**OBJECTIFS**.
(1) Imprimez le passage de la critique des « Fantômes » qui va de « Jonathan Millet a choisi » jusqu'à « par ces gens. ».
(2) Selon la critique des « Fantômes », quel documentaire Jonathan Millet a-t-il sorti en 2014 ?
(3) Reprenez la critique du film « Les Fantômes » et poursuivez-la à partir de sa dernière phrase.

─── EXTRAIT À LIRE ───

« Les Fantômes » : la force d’un thriller pour que justice soit faite

En Europe, des rescapés des horreurs syriennes traquent leurs bourreaux pour les faire comparaitre devant la justice. Avec un acteur époustouflant, Adam Bessa, Jonathan Millet livre un film trépidant et subtil qui parle des horreurs sans les montrer, et des séquelles de la guerre en Syrie. Un thriller fictif ou tout est vrai, dans une mise en scène magnifique.

Hamid (Adam Bessa). Photo Films Grand Huit – Kris Dewitte

Par Bernard Cassat

Jonathan Millet a parcouru le monde en filmant pour des banques d’images, puis a réalisé des documentaires, notamment Ceuta, douce prison sorti en 2014. Avec Les Fantômes, il raconte une histoire très documentée sur les horreurs syriennes. Nombre de Syriens, autant victimes que bourreaux, ont réussi à s’exiler. Et en Europe se sont montés des groupes de chasseurs de bourreaux, comme ceux qui chassaient les nazis après 45.

Jonathan Millet a choisi de suivre Hamid, un jeune homme professeur de littérature, laissé dans le désert par des militaires. Cette première scène avant générique sera la seule montrant directement l’atrocité du drame vécu par ces gens.

Adam Bessa et Julia Julia Franz Richter dans le rôle de Nina, une militante du groupe. Photo Films Grand Huit – Kris Dewitte

La traque de tortionnaires ressemble évidemment beaucoup à de l’espionnage. Tout le monde a changé de nom, d’apparence. Tout le monde se dissimule. Les papiers sont en général faux. Et non seulement ces gens se suspectent entre eux, mais en plus sont clandestins en Europe. Le visage devient le véritable papier d’identification. Hamid n’a qu’une photo floue pour chercher son tortionnaire. Celui-ci en effet enfermait la tête des prisonniers dans des sacs. Hamid a subi ses tortures, mais ne l’a jamais vu. Jonathan Millet filme au plus près les visages, celui de Hamid mais aussi les autres, parce que la recherche des membres du groupe ressemble vraiment à un travail de chien de chasse. Renifler l’odeur, saisir la voix, capter la démarche… La première fois qu’Hamid repère un homme qui pourrait être celui qu’il cherche, c’est dans un hall de la faculté de Strasbourg, avec une paroi arrondie. Moment formidable que cette image ou l’un suit l’autre, qui continuellement disparaît.

─── JEU DE DONNÉES ───

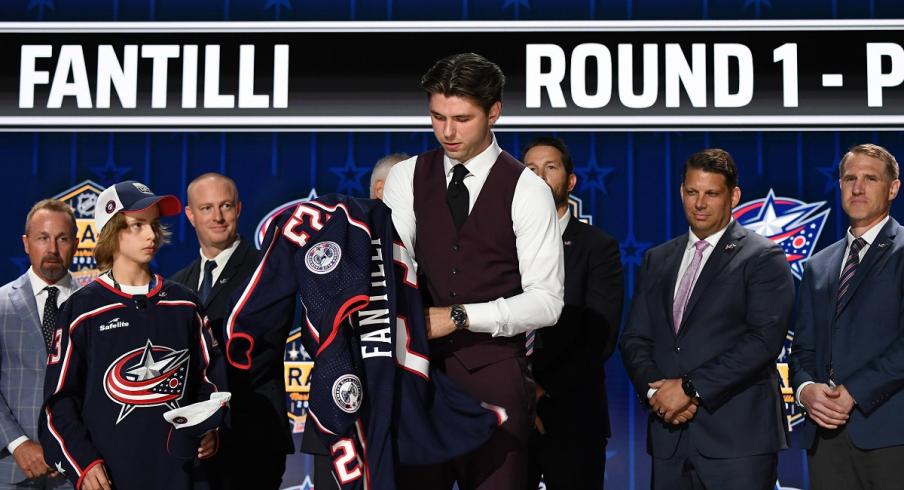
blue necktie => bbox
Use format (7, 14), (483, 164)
(198, 260), (217, 304)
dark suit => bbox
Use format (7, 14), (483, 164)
(789, 219), (904, 486)
(528, 216), (624, 490)
(620, 221), (794, 489)
(172, 239), (295, 489)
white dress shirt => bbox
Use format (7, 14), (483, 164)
(383, 136), (565, 337)
(198, 237), (242, 291)
(794, 216), (889, 407)
(6, 267), (78, 454)
(647, 217), (734, 400)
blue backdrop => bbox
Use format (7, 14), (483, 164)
(0, 0), (904, 489)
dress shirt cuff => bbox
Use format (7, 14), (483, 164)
(6, 436), (28, 454)
(794, 381), (814, 408)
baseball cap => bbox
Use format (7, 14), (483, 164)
(163, 391), (232, 459)
(94, 180), (182, 235)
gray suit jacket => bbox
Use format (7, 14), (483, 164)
(0, 274), (77, 483)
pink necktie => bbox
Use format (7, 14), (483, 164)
(672, 240), (709, 333)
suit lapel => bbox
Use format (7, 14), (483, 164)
(832, 218), (898, 316)
(9, 274), (44, 348)
(203, 238), (250, 307)
(562, 216), (581, 264)
(679, 221), (748, 331)
(659, 234), (688, 335)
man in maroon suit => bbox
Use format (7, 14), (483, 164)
(383, 53), (564, 490)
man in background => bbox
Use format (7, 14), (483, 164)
(370, 153), (411, 201)
(523, 136), (624, 490)
(172, 173), (295, 490)
(0, 199), (79, 489)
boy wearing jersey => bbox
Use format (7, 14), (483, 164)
(40, 181), (223, 490)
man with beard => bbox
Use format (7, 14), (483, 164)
(0, 199), (79, 489)
(523, 136), (624, 490)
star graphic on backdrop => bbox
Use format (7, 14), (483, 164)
(330, 158), (372, 196)
(574, 158), (615, 195)
(816, 167), (838, 194)
(90, 157), (132, 187)
(744, 191), (804, 237)
(264, 0), (292, 10)
(28, 0), (56, 10)
(618, 231), (653, 266)
(9, 255), (31, 276)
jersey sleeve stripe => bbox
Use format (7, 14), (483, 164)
(317, 294), (370, 354)
(44, 407), (83, 478)
(226, 226), (282, 342)
(396, 315), (430, 381)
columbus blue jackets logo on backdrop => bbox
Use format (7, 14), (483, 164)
(304, 242), (342, 274)
(104, 340), (189, 424)
(333, 374), (364, 413)
(732, 189), (829, 279)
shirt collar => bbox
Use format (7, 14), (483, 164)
(847, 215), (890, 248)
(443, 134), (502, 180)
(686, 216), (734, 250)
(199, 236), (242, 271)
(559, 210), (571, 235)
(27, 267), (72, 296)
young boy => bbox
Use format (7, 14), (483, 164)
(40, 181), (225, 490)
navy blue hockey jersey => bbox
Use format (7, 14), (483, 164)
(226, 195), (506, 490)
(38, 276), (225, 490)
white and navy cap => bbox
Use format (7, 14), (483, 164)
(94, 180), (182, 234)
(163, 391), (232, 459)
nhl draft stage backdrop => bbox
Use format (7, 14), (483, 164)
(0, 0), (904, 490)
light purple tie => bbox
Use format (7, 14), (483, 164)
(672, 240), (709, 333)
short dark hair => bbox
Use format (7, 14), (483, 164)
(521, 136), (574, 176)
(681, 148), (738, 191)
(421, 53), (505, 113)
(838, 143), (899, 182)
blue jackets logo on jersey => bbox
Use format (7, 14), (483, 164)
(304, 242), (342, 274)
(333, 374), (364, 413)
(104, 339), (189, 424)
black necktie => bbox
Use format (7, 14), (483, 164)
(198, 260), (217, 304)
(41, 286), (60, 352)
(835, 237), (866, 312)
(446, 164), (469, 231)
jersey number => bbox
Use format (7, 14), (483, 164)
(283, 204), (323, 247)
(330, 439), (361, 484)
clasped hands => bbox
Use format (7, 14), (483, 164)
(650, 379), (700, 425)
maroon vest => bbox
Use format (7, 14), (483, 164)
(414, 148), (524, 369)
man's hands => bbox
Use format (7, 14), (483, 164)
(800, 383), (855, 429)
(198, 431), (217, 459)
(650, 379), (700, 425)
(79, 463), (113, 490)
(424, 306), (462, 339)
(13, 441), (57, 478)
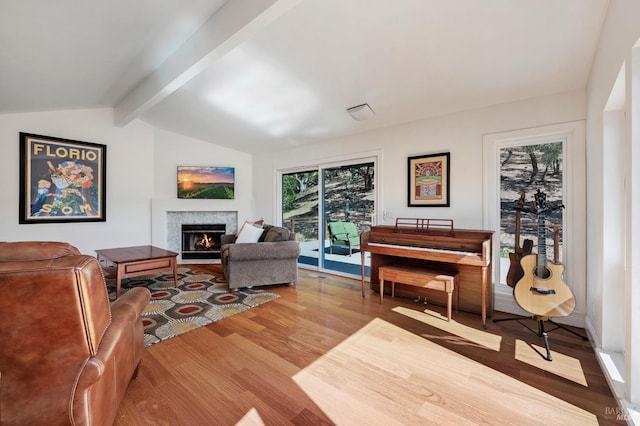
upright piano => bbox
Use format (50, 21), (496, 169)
(360, 218), (493, 325)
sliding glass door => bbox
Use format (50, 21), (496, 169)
(281, 158), (376, 275)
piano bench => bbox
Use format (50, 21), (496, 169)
(378, 265), (460, 321)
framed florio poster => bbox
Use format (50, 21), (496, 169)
(19, 132), (107, 223)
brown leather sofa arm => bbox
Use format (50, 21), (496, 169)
(0, 241), (80, 262)
(73, 287), (151, 424)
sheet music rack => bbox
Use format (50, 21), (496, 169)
(395, 218), (454, 236)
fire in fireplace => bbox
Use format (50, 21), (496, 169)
(182, 224), (227, 259)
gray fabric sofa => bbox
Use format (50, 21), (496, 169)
(220, 225), (300, 290)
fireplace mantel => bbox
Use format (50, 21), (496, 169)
(151, 199), (238, 263)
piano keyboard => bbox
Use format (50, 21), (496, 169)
(367, 242), (481, 256)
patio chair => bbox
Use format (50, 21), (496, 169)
(328, 222), (360, 256)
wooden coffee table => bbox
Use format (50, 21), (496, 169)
(96, 246), (178, 298)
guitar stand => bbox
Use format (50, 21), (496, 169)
(493, 315), (589, 361)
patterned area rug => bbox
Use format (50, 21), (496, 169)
(107, 267), (280, 347)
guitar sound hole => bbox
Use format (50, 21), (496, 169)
(534, 266), (551, 280)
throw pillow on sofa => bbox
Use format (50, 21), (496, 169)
(264, 226), (291, 243)
(236, 222), (263, 243)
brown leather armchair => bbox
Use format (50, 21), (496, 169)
(0, 242), (150, 426)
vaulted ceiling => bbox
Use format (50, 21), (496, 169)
(0, 0), (608, 153)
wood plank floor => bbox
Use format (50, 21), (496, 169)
(115, 265), (625, 426)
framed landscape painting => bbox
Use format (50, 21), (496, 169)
(178, 166), (235, 200)
(19, 132), (107, 224)
(409, 152), (450, 207)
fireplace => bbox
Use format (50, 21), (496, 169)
(182, 223), (227, 259)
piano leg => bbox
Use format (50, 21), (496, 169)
(481, 266), (487, 328)
(360, 251), (364, 298)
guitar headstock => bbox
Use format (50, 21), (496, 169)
(516, 192), (525, 210)
(533, 189), (547, 213)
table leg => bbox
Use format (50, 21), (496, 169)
(116, 264), (124, 299)
(171, 257), (178, 287)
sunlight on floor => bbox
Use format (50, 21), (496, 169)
(516, 340), (587, 386)
(392, 306), (502, 352)
(293, 313), (598, 426)
(236, 408), (264, 426)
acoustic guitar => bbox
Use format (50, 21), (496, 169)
(507, 192), (533, 287)
(513, 190), (576, 317)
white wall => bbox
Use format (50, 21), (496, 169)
(0, 109), (252, 254)
(253, 91), (586, 229)
(0, 109), (153, 254)
(151, 129), (256, 247)
(587, 0), (640, 412)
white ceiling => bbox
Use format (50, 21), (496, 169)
(0, 0), (608, 153)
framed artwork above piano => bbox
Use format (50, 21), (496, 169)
(408, 152), (451, 207)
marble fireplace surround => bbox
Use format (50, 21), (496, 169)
(151, 203), (238, 263)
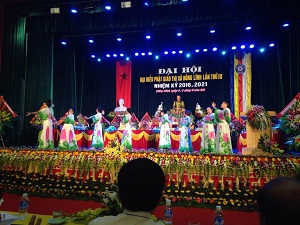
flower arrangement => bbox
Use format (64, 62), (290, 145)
(247, 105), (270, 131)
(0, 149), (300, 210)
(257, 134), (284, 155)
(229, 114), (246, 136)
(280, 98), (300, 137)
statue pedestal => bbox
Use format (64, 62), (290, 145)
(241, 111), (276, 155)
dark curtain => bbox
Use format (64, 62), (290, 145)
(22, 34), (53, 146)
(0, 9), (26, 145)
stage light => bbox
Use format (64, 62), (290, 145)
(71, 8), (77, 14)
(176, 31), (182, 37)
(282, 23), (290, 27)
(104, 5), (111, 11)
(121, 1), (131, 9)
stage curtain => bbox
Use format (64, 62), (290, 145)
(23, 34), (55, 146)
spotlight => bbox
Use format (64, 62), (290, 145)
(71, 8), (77, 14)
(282, 23), (290, 27)
(176, 31), (182, 37)
(121, 1), (131, 9)
(104, 5), (111, 11)
(269, 43), (275, 47)
(209, 26), (216, 34)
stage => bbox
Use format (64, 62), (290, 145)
(0, 148), (300, 210)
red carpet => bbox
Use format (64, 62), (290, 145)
(0, 193), (259, 225)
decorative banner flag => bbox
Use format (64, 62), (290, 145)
(234, 52), (252, 118)
(116, 60), (132, 108)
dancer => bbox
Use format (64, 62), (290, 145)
(121, 111), (132, 150)
(178, 110), (193, 153)
(200, 115), (216, 154)
(212, 101), (233, 154)
(85, 106), (104, 149)
(26, 99), (56, 149)
(158, 110), (171, 149)
(58, 108), (78, 150)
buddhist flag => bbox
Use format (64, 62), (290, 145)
(233, 52), (252, 118)
(116, 60), (132, 108)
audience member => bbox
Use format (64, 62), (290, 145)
(257, 177), (300, 225)
(89, 158), (165, 225)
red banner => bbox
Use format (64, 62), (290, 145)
(116, 60), (132, 108)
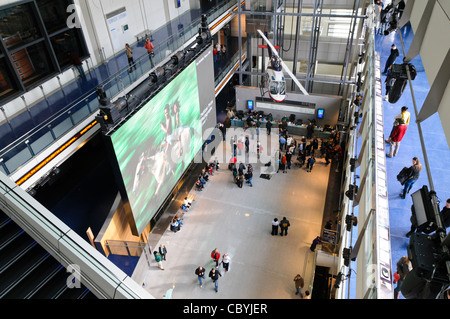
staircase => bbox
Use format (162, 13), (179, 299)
(0, 211), (97, 299)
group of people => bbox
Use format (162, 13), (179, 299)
(271, 217), (291, 236)
(195, 248), (231, 292)
(228, 157), (253, 188)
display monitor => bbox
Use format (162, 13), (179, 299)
(111, 63), (203, 234)
(317, 109), (325, 119)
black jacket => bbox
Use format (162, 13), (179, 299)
(195, 267), (206, 276)
(209, 270), (222, 281)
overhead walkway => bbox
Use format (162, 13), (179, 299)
(0, 1), (246, 299)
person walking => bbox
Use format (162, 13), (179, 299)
(394, 256), (412, 299)
(385, 106), (411, 143)
(383, 44), (400, 74)
(125, 43), (137, 73)
(386, 118), (408, 157)
(400, 157), (422, 199)
(144, 38), (155, 68)
(153, 250), (164, 270)
(309, 236), (322, 251)
(158, 244), (167, 261)
(195, 266), (206, 288)
(211, 248), (220, 267)
(294, 274), (305, 298)
(281, 155), (287, 173)
(266, 120), (272, 135)
(280, 135), (286, 151)
(280, 217), (291, 236)
(209, 268), (222, 292)
(271, 218), (280, 236)
(306, 155), (316, 172)
(222, 254), (231, 272)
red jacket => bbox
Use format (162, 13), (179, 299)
(391, 124), (408, 142)
(144, 41), (153, 52)
(211, 250), (220, 260)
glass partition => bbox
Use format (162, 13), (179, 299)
(336, 6), (395, 299)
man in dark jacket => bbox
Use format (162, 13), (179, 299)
(209, 268), (222, 292)
(195, 266), (206, 288)
(383, 44), (400, 74)
(280, 217), (291, 236)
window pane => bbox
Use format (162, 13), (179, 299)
(0, 59), (16, 99)
(36, 0), (72, 34)
(0, 3), (41, 50)
(11, 42), (54, 88)
(51, 29), (86, 68)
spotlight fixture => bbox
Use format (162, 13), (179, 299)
(334, 272), (344, 289)
(345, 215), (358, 231)
(345, 184), (358, 200)
(342, 248), (352, 267)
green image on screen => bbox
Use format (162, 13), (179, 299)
(111, 63), (202, 233)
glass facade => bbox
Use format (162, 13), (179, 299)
(0, 0), (88, 105)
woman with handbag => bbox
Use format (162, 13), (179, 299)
(400, 157), (422, 199)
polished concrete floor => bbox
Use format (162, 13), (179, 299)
(132, 136), (330, 299)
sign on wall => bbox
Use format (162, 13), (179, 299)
(106, 7), (129, 52)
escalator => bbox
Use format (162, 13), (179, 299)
(0, 211), (97, 299)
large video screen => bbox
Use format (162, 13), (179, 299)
(111, 63), (202, 234)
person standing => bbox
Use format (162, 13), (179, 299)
(383, 44), (400, 74)
(125, 43), (136, 73)
(294, 274), (305, 298)
(400, 157), (422, 199)
(213, 47), (218, 64)
(386, 118), (408, 157)
(385, 106), (411, 143)
(159, 244), (167, 260)
(271, 218), (280, 236)
(245, 136), (250, 154)
(195, 266), (206, 288)
(211, 248), (220, 267)
(67, 52), (86, 79)
(280, 217), (291, 236)
(153, 250), (164, 270)
(309, 236), (322, 251)
(266, 120), (272, 135)
(144, 38), (155, 68)
(306, 122), (314, 140)
(209, 268), (222, 292)
(280, 135), (286, 151)
(222, 254), (231, 272)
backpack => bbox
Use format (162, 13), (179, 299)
(397, 167), (412, 185)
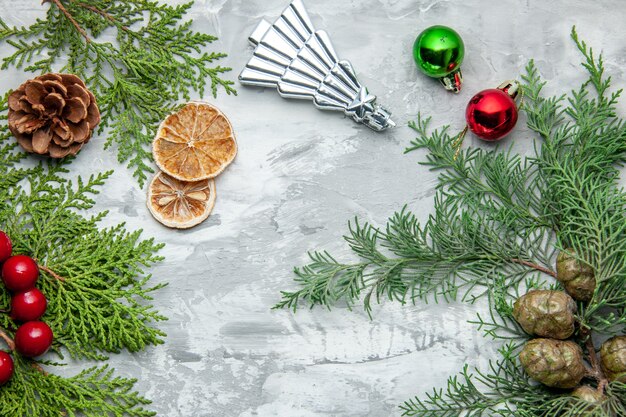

───

**CORRIGÉ**.
(1)
Jonathan Millet a choisi de suivre Hamid, un jeune homme professeur de littérature, laissé dans le désert par des militaires. Cette première scène avant générique sera la seule montrant directement l’atrocité du drame vécu par ces gens.

(2) Ceuta, douce prison.

(3)
Harfaz “le chimiste” (Tawfeek Barhom) et Hakim. Photo Films Grand Huit – Kris Dewitte

Des pistes, il faut en suivre pour traquer et être certain. Hamid montre la photo dans des vestiaires de chantiers, enquête dans des camps de réfugiés où il est plus ou moins bien reçu. Tous les Syriens ont peur, des pro-Bachard enquêtent eux aussi. On est vraiment au cœur de réseaux d’espionnage, ce qui donne au film, au delà de l’atrocité originelle, un suspens de thriller. On navigue ainsi dans tous les lieux de réfugiés, les bureaux de l’Ofpra aussi. Car Hamid, pour l’enquête, doit rester à Strasbourg. Or il est arrivé en Europe par l’Allemagne, dont il dépend administrativement. Et même à sa mère, réfugiée dans un camp au Liban avec il communique en visio, il dit être à Berlin.

Comment être certain que l’homme qu’il piste est bien son tortionnaire. Il s’est déjà trompé une fois, veut à tout prix être sûr. Hamid écoute des témoignages enregistrés par d’autres membres du groupe, témoignages de tortures effectuées par « le chimiste », le surnom de son tortionnaire dans la prison de Saidnaya. Il s’oblige a revivre ces moments insoutenables pour saisir des détails qui lui confirment ce qu’il ressent.

Un prodigieux acteur

Visage en très gros plan, les yeux qui s’humidifient, une larme qui apparaît. Discrète. Les images de ce visage d’Hamid sont à couper le souffle. C’est celui d’Adam Bessa, absolument époustouflant. Ce franco-tunisien arrive à tout dire dans un jeu minimaliste très fort. Lorsqu’il converse avec sa mère de l’autre côté de l’écran, les regards qu’il arrive à nuancer, cette souffrance toujours en arrière plan dans ses yeux, l’énergie de la douleur. Adam Bessa montre magistralement cela, Dans le métro, derrière celui dont il croit que c’est lui, la tension palpable qui s’empare de lui, il va le pousser sous la rame qui arrive… Scène de grand thriller totalement contrôlé. Grâce aux acteurs (Tawfeeq Barhom, qu’on avait vu dans la Conspiration du Caire, incarne le chimiste), mais aussi à la mise en scène nerveuse et capable de saisir en deux images un camp de réfugiés, un jardin de rencontre, la chambre nue dans laquelle vit Hamid, où il revit son calvaire.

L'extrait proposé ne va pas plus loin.